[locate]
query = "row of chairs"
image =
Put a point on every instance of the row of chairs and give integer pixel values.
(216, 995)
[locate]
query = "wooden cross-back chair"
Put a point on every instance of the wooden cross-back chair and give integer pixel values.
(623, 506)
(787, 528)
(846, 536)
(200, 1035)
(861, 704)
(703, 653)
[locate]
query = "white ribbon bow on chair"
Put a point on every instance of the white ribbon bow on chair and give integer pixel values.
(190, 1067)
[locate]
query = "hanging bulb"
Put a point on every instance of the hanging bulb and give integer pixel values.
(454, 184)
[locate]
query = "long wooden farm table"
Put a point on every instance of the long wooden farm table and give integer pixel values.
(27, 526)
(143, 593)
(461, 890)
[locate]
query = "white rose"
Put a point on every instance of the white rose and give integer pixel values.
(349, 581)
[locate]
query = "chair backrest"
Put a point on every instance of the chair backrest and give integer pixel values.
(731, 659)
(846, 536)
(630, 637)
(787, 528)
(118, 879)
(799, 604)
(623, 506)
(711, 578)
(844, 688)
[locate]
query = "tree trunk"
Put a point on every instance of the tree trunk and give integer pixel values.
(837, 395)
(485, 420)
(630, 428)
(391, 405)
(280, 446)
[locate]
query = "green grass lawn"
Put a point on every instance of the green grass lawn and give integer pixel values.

--

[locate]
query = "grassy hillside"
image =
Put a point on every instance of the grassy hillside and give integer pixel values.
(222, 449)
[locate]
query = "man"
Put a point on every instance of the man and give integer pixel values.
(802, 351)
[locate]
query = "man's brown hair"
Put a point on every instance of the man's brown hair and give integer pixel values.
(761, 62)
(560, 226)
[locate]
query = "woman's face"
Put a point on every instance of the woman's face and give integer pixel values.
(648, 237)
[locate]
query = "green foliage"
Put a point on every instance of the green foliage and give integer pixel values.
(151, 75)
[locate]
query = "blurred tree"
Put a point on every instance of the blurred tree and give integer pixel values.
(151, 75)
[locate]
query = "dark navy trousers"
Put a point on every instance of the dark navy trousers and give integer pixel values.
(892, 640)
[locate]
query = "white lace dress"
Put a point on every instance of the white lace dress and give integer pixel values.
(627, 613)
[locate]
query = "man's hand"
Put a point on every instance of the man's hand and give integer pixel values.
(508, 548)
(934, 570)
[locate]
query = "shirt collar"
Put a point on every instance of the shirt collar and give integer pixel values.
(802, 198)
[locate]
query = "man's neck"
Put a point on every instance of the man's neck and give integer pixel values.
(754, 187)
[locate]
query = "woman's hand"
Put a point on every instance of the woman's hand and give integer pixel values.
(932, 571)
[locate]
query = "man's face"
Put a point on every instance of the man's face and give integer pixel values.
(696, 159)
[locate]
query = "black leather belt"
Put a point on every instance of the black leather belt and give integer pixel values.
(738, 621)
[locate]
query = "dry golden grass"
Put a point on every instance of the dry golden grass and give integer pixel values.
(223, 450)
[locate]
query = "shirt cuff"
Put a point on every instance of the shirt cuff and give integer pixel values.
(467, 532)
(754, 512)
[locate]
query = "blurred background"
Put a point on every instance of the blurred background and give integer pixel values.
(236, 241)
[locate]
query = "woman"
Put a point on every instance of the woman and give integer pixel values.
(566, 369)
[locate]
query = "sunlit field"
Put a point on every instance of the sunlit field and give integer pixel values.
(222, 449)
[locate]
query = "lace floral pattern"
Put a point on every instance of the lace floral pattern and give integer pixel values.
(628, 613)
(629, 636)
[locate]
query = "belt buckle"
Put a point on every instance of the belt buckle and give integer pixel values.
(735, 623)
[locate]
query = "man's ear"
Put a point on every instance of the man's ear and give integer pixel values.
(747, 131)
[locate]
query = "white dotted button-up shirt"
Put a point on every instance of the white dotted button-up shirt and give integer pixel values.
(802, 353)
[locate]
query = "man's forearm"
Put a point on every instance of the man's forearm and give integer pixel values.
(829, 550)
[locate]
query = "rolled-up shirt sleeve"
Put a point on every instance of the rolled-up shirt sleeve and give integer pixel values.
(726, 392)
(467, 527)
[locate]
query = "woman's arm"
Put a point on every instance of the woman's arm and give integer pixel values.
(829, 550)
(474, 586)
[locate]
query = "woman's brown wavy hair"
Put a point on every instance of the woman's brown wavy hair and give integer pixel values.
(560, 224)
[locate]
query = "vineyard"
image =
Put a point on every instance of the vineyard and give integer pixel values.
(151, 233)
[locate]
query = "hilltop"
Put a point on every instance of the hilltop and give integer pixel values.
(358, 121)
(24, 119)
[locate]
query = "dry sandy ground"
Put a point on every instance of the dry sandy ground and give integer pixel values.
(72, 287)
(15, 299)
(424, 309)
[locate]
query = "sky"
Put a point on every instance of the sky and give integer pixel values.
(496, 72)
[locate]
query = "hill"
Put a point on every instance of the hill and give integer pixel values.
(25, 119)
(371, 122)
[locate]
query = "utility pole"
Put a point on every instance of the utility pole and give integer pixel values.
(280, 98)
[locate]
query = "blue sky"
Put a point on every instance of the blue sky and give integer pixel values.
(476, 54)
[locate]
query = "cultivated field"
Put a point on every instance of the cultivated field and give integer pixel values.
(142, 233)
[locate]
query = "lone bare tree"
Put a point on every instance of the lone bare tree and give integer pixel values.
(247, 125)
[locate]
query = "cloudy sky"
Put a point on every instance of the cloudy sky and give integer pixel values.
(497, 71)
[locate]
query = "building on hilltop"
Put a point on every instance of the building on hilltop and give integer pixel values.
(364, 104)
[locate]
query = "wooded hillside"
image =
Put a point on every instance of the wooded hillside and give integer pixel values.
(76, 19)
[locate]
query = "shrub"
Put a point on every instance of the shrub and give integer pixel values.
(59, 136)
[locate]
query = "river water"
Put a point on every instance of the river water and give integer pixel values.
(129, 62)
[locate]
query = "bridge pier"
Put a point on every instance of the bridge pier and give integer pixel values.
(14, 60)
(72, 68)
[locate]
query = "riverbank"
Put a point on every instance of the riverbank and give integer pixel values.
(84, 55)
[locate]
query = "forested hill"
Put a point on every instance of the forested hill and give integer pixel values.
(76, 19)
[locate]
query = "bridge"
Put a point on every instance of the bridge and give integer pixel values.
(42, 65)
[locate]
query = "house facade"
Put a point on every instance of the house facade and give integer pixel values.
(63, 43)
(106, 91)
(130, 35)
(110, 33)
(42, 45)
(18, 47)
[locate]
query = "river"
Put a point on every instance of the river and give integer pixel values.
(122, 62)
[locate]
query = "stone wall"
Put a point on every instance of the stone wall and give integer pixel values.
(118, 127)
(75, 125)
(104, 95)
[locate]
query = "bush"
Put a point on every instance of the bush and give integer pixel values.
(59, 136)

WRITTEN TASK →
Display each line of the data that contains the string "rolled".

EXERCISE OUTPUT →
query = "rolled-up shirt sleeve"
Put a point on every instance of the rolled-up shirt sleeve and give integer pixel values.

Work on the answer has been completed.